# WHAT YOU NEED TO DO:
Identify each line in the records below that contains the word "float", and copy it.

═════ PROVIDED DATA

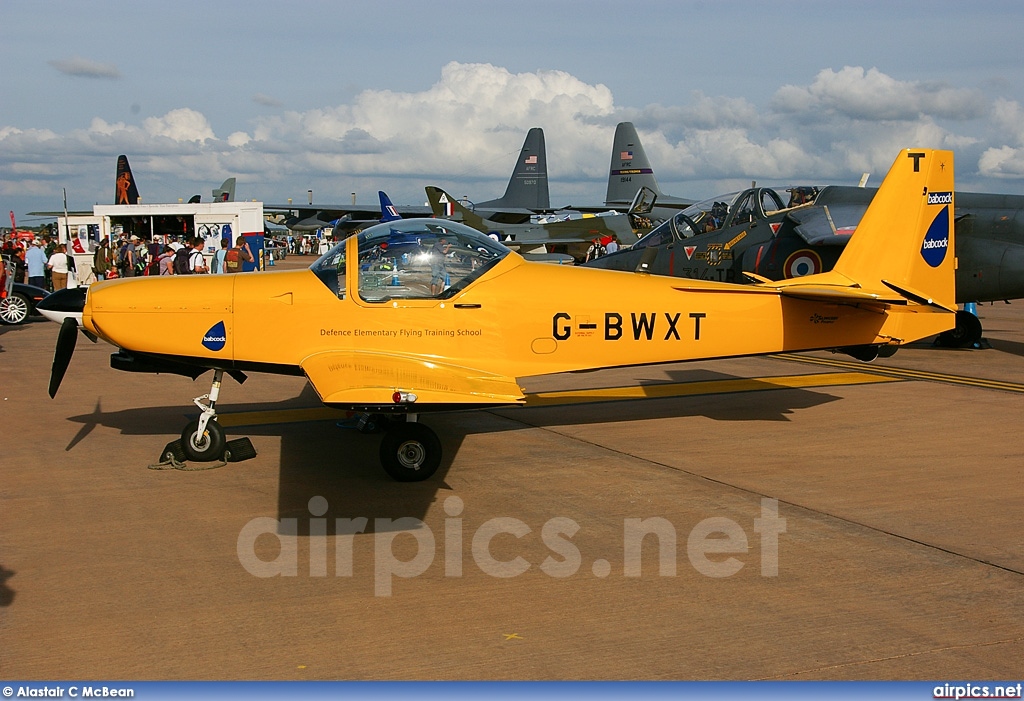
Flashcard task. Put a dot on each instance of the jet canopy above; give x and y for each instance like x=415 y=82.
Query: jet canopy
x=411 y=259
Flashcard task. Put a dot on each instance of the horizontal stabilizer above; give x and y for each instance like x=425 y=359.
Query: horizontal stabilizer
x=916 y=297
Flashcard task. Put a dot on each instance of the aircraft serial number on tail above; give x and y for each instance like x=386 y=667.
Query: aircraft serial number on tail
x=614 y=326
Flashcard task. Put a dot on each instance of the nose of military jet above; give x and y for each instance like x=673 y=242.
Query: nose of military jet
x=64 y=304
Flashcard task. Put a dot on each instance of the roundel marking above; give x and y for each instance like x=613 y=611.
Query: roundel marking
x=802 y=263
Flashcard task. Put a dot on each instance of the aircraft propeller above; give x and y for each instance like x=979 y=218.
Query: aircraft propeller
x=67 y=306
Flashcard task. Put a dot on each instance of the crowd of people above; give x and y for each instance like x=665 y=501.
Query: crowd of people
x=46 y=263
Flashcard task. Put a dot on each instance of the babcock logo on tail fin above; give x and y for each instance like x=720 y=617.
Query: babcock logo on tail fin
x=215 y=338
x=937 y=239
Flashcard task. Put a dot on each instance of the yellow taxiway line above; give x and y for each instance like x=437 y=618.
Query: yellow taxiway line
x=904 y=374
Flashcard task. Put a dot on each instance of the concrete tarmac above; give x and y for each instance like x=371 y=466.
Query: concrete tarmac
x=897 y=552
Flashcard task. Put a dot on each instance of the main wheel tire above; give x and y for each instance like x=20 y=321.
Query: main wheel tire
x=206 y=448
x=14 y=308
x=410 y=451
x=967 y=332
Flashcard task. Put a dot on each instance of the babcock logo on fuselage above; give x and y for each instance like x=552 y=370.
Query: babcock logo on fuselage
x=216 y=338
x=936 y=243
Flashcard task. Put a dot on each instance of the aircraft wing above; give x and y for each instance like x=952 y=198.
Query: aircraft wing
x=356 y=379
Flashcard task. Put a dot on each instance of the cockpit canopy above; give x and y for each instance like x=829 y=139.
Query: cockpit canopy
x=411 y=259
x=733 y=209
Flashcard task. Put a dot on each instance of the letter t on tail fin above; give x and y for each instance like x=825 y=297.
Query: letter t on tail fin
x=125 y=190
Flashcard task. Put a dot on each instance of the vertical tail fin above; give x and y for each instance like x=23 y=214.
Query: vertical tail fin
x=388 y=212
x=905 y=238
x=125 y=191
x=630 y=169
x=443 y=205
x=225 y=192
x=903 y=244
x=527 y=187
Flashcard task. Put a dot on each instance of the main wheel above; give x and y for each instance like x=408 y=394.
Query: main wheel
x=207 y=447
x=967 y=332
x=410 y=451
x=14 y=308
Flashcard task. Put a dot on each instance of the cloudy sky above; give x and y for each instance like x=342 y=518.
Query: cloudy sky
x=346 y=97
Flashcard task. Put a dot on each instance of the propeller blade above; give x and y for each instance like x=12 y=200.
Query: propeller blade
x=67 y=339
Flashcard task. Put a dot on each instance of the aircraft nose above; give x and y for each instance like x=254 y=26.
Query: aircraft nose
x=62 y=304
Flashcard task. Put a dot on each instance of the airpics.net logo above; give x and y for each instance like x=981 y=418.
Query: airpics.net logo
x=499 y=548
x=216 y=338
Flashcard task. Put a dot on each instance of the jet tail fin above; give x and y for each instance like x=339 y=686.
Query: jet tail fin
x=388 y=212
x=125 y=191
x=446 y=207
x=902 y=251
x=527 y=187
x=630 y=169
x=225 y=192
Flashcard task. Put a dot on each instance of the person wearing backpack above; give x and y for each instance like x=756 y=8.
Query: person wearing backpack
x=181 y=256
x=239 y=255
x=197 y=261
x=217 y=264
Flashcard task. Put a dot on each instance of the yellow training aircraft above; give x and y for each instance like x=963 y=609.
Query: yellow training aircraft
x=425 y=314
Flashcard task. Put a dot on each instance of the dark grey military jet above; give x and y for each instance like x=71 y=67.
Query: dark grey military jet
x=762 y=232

══════════
═════ PROVIDED DATA

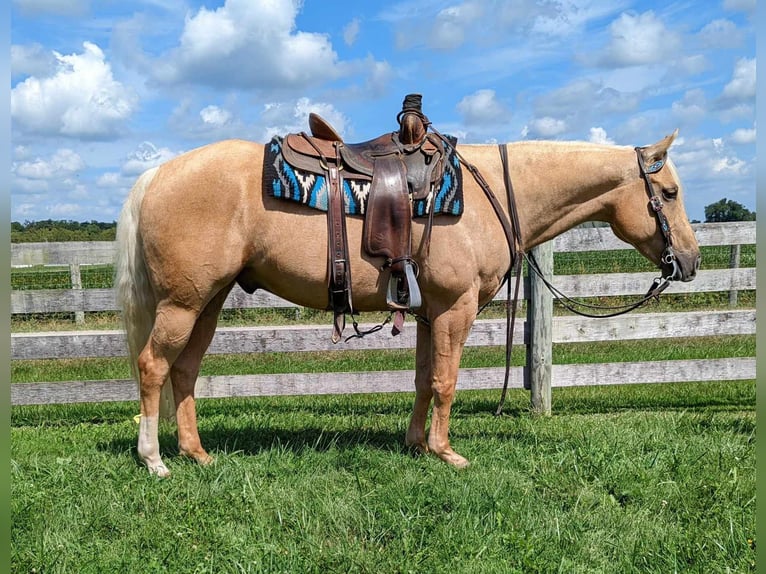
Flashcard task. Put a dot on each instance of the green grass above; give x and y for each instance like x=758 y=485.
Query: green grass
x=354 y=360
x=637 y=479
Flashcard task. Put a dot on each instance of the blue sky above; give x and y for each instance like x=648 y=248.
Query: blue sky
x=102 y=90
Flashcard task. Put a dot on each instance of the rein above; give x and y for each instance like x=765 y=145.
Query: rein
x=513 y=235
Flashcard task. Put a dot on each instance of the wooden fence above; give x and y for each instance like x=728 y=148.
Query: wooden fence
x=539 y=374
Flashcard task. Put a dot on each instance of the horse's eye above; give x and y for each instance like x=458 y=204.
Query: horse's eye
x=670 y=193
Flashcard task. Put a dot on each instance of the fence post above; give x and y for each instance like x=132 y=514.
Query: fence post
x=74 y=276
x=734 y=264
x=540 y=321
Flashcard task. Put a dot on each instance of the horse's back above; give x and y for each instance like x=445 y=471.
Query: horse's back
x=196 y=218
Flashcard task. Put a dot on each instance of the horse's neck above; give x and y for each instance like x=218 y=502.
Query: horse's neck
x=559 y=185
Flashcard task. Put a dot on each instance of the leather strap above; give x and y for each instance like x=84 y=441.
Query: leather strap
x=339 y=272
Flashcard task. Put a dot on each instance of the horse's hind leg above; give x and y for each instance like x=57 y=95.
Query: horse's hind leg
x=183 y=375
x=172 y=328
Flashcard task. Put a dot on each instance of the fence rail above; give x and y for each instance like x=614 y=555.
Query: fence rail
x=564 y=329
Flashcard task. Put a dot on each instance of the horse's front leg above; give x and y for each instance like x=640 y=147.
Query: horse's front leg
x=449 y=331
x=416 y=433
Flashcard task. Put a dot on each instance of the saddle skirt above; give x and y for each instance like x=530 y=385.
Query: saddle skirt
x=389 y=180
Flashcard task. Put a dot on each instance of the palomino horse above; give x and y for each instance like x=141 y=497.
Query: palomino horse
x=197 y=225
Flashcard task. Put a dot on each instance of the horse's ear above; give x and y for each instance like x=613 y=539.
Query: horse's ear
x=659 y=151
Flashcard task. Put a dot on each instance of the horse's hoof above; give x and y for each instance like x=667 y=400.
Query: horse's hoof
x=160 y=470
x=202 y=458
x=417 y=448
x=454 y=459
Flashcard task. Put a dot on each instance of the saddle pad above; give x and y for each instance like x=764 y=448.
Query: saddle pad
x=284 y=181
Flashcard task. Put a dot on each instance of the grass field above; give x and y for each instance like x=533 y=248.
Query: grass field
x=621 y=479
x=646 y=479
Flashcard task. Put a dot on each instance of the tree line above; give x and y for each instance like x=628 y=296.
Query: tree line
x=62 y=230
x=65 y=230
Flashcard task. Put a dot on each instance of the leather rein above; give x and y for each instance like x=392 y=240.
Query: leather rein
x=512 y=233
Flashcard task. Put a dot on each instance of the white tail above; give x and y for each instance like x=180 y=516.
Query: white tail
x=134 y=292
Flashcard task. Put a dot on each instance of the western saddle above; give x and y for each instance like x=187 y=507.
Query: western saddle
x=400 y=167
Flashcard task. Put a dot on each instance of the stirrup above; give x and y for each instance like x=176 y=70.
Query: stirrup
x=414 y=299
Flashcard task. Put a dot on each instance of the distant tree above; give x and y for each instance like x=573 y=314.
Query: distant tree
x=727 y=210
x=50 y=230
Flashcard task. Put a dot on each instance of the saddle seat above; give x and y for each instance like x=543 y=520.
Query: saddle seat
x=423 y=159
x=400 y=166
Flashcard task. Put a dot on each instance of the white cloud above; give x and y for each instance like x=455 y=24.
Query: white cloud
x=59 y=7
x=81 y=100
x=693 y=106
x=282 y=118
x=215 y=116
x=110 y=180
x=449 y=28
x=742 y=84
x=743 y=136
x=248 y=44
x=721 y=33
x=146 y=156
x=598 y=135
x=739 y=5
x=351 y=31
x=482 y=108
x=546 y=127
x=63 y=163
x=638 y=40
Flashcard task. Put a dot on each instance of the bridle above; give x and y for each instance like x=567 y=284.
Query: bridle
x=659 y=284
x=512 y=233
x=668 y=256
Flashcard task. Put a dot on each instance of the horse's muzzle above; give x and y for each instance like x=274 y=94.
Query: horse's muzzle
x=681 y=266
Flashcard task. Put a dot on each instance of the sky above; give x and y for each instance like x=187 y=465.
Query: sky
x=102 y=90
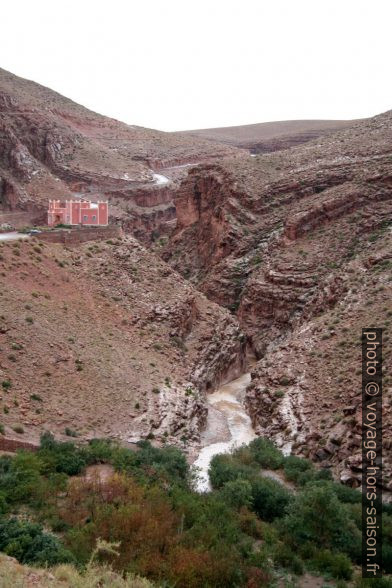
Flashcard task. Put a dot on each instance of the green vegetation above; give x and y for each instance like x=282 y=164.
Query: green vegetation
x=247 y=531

══════════
═════ PROVIDED DATA

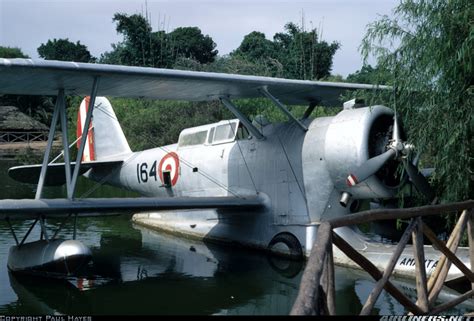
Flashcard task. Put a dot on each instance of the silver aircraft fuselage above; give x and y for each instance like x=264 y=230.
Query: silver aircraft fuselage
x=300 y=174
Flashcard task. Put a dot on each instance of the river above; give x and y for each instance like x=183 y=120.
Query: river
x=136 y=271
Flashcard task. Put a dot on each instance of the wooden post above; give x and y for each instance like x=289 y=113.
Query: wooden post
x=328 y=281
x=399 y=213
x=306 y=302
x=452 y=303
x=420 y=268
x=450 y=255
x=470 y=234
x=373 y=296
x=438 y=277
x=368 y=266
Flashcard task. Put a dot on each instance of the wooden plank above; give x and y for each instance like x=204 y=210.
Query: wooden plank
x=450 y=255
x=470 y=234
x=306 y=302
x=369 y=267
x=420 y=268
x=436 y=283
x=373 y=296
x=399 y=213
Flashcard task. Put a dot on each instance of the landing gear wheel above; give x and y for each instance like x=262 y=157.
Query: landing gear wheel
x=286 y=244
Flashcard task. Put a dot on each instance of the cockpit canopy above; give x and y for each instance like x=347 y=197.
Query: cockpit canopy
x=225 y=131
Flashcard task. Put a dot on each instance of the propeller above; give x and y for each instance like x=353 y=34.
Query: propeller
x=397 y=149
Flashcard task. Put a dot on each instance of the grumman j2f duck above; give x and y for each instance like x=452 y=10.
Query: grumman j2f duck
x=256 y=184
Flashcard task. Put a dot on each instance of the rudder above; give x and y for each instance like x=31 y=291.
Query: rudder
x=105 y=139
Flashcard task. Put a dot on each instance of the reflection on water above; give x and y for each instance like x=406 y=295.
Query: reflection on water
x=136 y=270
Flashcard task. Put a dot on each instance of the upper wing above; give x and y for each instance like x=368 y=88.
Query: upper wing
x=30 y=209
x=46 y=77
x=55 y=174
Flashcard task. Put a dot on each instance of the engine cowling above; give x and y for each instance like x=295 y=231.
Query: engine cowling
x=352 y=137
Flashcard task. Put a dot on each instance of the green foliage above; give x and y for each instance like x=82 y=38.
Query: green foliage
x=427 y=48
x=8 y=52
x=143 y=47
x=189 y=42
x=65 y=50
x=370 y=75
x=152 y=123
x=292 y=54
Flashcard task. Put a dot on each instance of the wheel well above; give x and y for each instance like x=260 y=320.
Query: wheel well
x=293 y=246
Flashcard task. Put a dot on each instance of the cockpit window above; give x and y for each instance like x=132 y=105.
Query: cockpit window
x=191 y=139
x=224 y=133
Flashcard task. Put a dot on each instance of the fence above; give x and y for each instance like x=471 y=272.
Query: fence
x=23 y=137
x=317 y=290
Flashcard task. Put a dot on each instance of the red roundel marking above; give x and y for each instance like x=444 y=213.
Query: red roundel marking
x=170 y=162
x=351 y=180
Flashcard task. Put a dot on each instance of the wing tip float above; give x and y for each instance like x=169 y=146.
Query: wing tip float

══════════

# RESULT:
Flashcard task. Put a dot on each instance of the wing tip float above; give x and y for each instance like x=169 y=146.
Query: wing tip float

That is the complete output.